→ Задание 1:
Подсчитайте, в скольких строках записей ниже встречается слово «black». Укажите только число.

→ Статья:
____________________
|
«Радуга», № 2, 2005
Последняя
гастроль
Представлять
читателю любимца публики, художественного руководителя Театра эстрады,
лауреата Государственной премии России, кавалера ордена «За заслуги перед
Отечеством», народного артиста России Геннадия Хазанова нет необходимости.
Он относится к тем «звездам», которых «знают в лицо» все – от мала до
велика. Кто-то восхищается его болтливым Попугаем из известной миниатюры А.
Хайта, кто-то – вороном Карлом из мюзикла «Снежная королева».
Одни без ума от
Хазановского Марата, героя фильма
«Маленький гигант большого секса», другие не в состоянии забыть наивного и
смешного студента кулинарного техникума.
Лично я потрясена одной из последних работ Геннадия –
ролью Германа в антрепризном спектакле Леонида Трушкина «Смешанные чувства»,
который он вместе с неподражаемой Инной Чуриковой привез к нам, в Германию,
в мае прошлого года. И вот – новая встреча с кумиром. На сей раз –
прощальная. Маэстро расстается со своей сольной карьерой, гастролируя по
стране с прощальным моноспектаклем «Анна Михайловна и другие». Причинам,
побудившим артиста принять столь непростое решение, его отношению к
современной эстраде, театру, кино и посвящена наша беседа с «королем смеха».
– Скажите,
Геннадий, Вы верите в судьбу?
– Верю. Что на роду написано, то непременно и случится.
– Ваше
расставание с эстрадой можно было как-то предотвратить или это тоже фатум?
– Леонид Утесов, в эстрадном оркестре которого я два года проработал в
качестве конферансье, говорил: «Лучше уйти со сцены на три года раньше, чем
на один день позже». Считаю, что сейчас самое время попрощаться с сольной
карьерой. Не стоит предотвращать то, что все равно случилось бы годом-двумя
позже.
– Что
послужило причиной Вашего решения?
– Когда я выхожу на сцену и произношу русские слова, состоящие из обычных
букв, чувствую: от словосочетаний рождается нечто такое, что между мной и
зрительным залом порождает непонимание. И в этом виноват не зал. В этом
виноват только я.
____________________
→ Задание 2:
Продолжите интервью с Геннадием Хазановым сразу после последней реплики, приведенной выше.
____________________
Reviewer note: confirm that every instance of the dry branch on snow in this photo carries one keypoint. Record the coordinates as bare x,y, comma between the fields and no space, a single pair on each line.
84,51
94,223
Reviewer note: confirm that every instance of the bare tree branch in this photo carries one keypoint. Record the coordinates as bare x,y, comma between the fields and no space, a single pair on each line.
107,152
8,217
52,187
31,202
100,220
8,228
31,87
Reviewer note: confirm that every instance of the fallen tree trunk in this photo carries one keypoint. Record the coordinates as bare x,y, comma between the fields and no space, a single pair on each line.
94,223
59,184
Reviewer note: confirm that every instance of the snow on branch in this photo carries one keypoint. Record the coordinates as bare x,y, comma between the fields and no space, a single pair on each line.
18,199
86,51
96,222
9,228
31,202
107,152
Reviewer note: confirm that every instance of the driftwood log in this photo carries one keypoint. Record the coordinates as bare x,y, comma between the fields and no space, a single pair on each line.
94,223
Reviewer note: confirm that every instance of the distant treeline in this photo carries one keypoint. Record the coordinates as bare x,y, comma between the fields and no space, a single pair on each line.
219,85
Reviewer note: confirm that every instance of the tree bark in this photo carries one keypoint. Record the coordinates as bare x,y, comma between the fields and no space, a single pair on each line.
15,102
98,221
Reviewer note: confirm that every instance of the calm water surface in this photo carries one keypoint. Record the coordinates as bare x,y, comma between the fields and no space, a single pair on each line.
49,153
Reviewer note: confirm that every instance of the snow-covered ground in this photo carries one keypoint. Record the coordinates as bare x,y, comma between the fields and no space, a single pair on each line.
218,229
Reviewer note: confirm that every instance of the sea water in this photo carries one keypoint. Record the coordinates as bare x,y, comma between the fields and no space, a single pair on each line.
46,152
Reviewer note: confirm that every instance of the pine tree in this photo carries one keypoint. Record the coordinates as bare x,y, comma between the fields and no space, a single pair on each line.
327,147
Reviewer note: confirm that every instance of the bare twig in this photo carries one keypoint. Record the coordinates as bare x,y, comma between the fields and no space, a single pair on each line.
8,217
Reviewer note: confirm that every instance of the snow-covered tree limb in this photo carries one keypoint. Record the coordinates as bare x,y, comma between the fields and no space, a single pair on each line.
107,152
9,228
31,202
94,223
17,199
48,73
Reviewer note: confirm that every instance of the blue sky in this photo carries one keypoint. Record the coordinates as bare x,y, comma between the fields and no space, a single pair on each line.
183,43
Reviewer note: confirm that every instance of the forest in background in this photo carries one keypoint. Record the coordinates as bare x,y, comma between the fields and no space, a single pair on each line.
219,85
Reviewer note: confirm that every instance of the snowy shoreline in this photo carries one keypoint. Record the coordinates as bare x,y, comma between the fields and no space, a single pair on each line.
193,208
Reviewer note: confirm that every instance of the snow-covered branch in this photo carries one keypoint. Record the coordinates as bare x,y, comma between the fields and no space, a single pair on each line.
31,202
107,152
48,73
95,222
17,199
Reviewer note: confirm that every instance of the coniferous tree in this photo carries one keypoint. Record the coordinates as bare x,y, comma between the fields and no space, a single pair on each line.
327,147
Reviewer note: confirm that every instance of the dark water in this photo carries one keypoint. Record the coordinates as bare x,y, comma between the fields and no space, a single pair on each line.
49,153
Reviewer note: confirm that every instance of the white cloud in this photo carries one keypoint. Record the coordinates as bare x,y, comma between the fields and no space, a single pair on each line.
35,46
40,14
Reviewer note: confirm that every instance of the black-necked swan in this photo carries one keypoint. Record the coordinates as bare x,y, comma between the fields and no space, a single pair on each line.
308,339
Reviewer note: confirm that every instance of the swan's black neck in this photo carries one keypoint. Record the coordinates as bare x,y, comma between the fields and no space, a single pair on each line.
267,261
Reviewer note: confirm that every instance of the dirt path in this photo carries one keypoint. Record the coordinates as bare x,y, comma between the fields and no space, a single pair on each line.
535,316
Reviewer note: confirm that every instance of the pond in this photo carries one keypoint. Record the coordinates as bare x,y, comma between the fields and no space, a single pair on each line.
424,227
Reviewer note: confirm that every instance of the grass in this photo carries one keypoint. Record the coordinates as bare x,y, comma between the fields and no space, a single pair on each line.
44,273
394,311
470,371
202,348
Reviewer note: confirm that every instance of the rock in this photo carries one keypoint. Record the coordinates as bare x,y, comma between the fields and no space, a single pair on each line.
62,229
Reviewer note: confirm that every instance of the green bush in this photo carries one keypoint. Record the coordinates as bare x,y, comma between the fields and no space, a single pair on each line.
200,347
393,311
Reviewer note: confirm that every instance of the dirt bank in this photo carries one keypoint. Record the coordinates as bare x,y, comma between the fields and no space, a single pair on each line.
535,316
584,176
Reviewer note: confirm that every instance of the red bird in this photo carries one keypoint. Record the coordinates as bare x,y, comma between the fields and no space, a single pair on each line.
____________________
→ Ответ 1:
2

→ Ответ 2:
– Геннадий,
о Вашем прощании с сольной карьерой говорят и пишут разное. Например, что
это – ловкий пиар-ход.
– Глупости! Я не отношусь к тем артистам, которые сто раз прощаются со
зрителем и все никак не уйдут, хотя, как еврею, мне это и положено. Еще в
начале 90-х я понял: с эстрадой надо заканчивать, ибо жанр, в котором я
работал, стал невостребованным. Сатира перестала быть предметом моды или
хотя бы пристального интереса, как это было в прошлые десятилетия. Эстрадный
монолог держится на злободневности текста и потому быстро устаревает, а у
меня нет авторов, которые писали бы новые интересные миниатюры, нет
репертуара. А самое главное – нет зрителей! Зачем производить товар, который
не раскупается? Когда в зале на 1.300 мест занято лишь 650, это должно
всерьез насторожить исполнителя. И как художественный руководитель театра я
вправе освободиться от такого артиста, что я и делаю.
– В одном из
интервью Вы сказали, что появление в одном пространстве с тем, что
происходит сегодня в жанре эстрадной сатиры, для Вас автоматически означает
попадание в дерьмо.
– Порой я бываю жестким в формулировках, но примитивизм и глупость, «юмор
ниже пояса» для меня физически невыносимы. Люди, господствующие сегодня на
эстраде, принесли с собой новую, чуждую мне этику и эстетику. Телевидение
ежедневно зомбирует зрителя показом одних и тех же артистов, уровень текстов
которых не выдерживает никакой критики. Обезьянник какой-то! Это не
оскорбление. Это констатация факта. Да и самой эстрады, по сути, уже тоже
нет. Если артиста можно сделать за два месяца на «Фабрике звезд»,
получается, мастерству и учиться не надо.
– Мысли об
эмиграции не посещают?
–У меня есть израильское гражданство и дом под Тель-Авивом. Так что
наполовину я – эмигрант. На меньшую.
– Ваша дочь
Алиса тоже живет за границей?
– Да, вместе со своей семьей – в одном из самых прекрасных городов мира –
Париже. Не так давно она сделала нам со Златой подарок – родила внучку.
Таким образом, моя жизнь обогатилась еще одной ролью – деда.
– Давайте
вернемся к роли мужа. Вы уже более тридцати лет женаты на одной и той же
женщине. Это для артистической среды явление нетипичное.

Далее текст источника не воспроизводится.